▸ Data shown:
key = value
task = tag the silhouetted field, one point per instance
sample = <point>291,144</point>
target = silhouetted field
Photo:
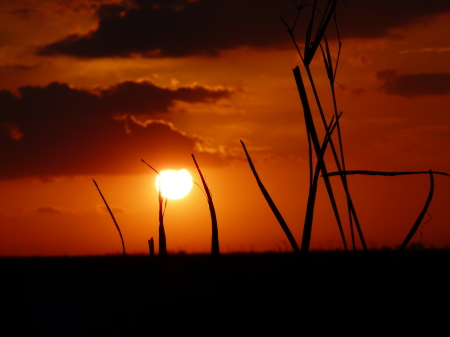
<point>113,296</point>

▸ To do: Write out all the entries exactly, except for the pictures.

▸ Complete output:
key = value
task = tag the silhouetted field, one point per instance
sample = <point>291,144</point>
target = silhouetted field
Photo:
<point>113,296</point>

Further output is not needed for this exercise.